ESTRATTO DELLA FONTE:
______________________________

28 su 30. Un solo pareggio e nove vittorie. Nette e meno nette, non importa, basta vincere. Come quella di mercoledì sera contro il Bologna, arrivata al minuto 92, con una squadra in pieno regime di turnover. La verità è una sola: le concorrenti dei bianconeri puntavano forte sulla fatica che avrebbe portato il doppio impegno in Italia e in Europa, ma la realtà ci dice che la Juventus, almeno nei confini nazionali, vince sempre e comunque, con Vidal o con Giaccherini. Non cambia nulla. Se poi dovesse esplodere sul serio quel bel giocatore che risponde al nome di Paul Pogba, i tifosi juventini possono dormire sogni tranquilli.

______________________________

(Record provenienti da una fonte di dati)

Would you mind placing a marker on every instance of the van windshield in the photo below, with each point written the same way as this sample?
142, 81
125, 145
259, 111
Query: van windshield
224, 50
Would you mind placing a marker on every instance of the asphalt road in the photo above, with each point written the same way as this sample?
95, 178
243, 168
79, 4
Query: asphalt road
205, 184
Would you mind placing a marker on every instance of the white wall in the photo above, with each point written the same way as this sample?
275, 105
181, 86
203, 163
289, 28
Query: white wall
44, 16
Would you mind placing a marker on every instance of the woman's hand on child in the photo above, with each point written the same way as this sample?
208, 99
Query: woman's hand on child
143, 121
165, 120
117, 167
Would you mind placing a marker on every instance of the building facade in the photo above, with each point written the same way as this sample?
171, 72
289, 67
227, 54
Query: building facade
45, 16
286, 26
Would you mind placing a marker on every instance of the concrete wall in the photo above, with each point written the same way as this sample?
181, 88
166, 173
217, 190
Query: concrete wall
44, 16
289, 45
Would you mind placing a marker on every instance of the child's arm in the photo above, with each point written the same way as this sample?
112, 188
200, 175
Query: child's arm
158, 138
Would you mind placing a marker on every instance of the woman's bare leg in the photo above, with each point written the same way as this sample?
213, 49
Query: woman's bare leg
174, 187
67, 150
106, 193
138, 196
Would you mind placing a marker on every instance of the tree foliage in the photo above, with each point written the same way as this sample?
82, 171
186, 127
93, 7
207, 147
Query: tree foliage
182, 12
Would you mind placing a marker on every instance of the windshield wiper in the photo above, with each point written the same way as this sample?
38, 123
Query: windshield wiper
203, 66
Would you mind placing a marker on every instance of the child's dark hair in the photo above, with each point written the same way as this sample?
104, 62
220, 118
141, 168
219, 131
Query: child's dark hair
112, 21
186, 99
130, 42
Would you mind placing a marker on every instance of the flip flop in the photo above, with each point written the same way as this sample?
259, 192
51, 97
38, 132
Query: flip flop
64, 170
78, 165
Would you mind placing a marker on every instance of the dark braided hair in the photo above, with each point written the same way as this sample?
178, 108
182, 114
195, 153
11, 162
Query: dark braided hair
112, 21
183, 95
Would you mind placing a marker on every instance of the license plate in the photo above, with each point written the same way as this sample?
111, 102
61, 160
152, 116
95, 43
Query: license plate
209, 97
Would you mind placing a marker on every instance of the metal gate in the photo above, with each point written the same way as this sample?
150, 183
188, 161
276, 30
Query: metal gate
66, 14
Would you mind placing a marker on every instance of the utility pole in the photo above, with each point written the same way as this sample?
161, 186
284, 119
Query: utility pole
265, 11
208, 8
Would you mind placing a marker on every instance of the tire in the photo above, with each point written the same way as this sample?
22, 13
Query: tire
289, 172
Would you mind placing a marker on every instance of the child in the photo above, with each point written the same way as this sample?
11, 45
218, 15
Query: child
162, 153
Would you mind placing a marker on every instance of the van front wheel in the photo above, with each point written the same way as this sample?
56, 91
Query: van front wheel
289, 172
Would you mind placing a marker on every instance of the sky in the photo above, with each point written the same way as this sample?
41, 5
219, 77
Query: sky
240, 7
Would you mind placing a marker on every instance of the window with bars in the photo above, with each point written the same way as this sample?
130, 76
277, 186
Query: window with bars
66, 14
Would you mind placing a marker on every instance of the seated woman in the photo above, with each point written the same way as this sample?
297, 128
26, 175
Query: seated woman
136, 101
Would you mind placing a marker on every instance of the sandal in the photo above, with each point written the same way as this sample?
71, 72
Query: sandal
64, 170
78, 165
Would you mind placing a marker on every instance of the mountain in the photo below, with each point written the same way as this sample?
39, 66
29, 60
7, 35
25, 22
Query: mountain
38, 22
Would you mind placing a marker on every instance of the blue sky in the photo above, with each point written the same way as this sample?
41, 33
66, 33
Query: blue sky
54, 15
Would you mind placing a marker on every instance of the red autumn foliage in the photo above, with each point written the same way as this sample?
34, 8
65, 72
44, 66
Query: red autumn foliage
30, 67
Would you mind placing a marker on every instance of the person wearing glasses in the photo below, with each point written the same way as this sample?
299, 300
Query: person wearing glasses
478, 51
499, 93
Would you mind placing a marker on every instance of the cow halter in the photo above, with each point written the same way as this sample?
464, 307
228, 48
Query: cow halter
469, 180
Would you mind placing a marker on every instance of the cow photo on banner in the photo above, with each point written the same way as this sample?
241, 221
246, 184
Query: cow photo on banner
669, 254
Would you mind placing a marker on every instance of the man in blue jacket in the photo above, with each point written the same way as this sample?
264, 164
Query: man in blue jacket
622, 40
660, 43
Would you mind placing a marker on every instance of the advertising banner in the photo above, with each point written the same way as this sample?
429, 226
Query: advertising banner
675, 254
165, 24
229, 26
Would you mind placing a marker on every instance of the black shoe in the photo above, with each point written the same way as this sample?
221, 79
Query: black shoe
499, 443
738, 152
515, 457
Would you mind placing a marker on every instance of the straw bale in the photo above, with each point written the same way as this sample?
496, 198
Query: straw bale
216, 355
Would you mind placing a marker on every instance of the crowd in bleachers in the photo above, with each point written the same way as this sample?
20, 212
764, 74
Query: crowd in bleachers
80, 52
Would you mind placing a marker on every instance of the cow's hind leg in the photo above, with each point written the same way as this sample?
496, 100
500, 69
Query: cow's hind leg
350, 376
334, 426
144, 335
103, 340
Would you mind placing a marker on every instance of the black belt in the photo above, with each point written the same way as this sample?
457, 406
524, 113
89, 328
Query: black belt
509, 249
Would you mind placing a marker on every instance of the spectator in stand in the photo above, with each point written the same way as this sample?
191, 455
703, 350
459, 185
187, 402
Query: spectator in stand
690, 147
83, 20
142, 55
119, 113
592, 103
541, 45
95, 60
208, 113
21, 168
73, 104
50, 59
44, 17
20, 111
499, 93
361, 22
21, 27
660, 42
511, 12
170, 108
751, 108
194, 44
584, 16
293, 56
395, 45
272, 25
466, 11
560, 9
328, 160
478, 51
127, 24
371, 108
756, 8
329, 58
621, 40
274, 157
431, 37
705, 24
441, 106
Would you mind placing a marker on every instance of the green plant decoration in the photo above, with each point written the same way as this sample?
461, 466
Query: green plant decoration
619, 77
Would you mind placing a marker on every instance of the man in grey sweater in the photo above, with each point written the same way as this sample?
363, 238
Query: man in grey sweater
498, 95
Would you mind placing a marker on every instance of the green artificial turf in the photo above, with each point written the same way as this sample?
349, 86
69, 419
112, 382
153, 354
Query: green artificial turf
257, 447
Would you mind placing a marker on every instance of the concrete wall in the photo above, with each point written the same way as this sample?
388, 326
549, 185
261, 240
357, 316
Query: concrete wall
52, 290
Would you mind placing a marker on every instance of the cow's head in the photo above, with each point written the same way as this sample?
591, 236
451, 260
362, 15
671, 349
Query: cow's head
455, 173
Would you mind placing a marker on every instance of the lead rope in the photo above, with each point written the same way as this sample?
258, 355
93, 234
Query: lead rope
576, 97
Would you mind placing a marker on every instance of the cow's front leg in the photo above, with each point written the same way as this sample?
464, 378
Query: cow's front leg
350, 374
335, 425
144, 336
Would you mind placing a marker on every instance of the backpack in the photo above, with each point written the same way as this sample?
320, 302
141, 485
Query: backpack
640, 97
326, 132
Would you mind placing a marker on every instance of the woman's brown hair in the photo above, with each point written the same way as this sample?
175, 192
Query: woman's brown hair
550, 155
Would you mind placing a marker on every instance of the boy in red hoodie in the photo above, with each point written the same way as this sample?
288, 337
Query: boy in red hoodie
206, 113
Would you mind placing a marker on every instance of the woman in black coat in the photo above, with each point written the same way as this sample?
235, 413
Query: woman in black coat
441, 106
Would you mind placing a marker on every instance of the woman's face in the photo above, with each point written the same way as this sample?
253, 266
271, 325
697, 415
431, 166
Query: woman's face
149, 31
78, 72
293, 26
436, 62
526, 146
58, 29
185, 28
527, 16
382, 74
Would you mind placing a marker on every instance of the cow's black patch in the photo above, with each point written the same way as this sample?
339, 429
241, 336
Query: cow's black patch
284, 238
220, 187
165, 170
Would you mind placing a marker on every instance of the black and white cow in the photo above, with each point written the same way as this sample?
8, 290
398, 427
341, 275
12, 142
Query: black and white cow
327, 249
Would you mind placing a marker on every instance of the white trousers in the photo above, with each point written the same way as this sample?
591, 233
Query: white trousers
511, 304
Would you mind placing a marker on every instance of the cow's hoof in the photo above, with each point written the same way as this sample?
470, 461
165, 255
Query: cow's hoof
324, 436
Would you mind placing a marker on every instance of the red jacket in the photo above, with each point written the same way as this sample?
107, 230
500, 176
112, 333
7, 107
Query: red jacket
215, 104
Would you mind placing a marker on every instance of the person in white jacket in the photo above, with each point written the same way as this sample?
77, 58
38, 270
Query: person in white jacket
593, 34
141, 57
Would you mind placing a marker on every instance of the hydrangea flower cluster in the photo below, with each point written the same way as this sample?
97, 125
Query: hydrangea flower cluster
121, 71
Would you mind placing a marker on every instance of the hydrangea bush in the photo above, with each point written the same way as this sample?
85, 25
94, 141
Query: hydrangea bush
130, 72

______________________________

ATTIVITÀ PROPOSTE:
A) Secondo l'estratto sulla Juventus, a quale minuto è arrivata la vittoria di mercoledì sera contro il Bologna?
B) Riproduci senza modifiche la parte dell'estratto sulla Juventus che comincia con "28 su 30. Un" e prosegue fino a "dormire sogni tranquilli.".

SOLUZIONI:
A) Al minuto 92.

B)
28 su 30. Un solo pareggio e nove vittorie. Nette e meno nette, non importa, basta vincere. Come quella di mercoledì sera contro il Bologna, arrivata al minuto 92, con una squadra in pieno regime di turnover. La verità è una sola: le concorrenti dei bianconeri puntavano forte sulla fatica che avrebbe portato il doppio impegno in Italia e in Europa, ma la realtà ci dice che la Juventus, almeno nei confini nazionali, vince sempre e comunque, con Vidal o con Giaccherini. Non cambia nulla. Se poi dovesse esplodere sul serio quel bel giocatore che risponde al nome di Paul Pogba, i tifosi juventini possono dormire sogni tranquilli.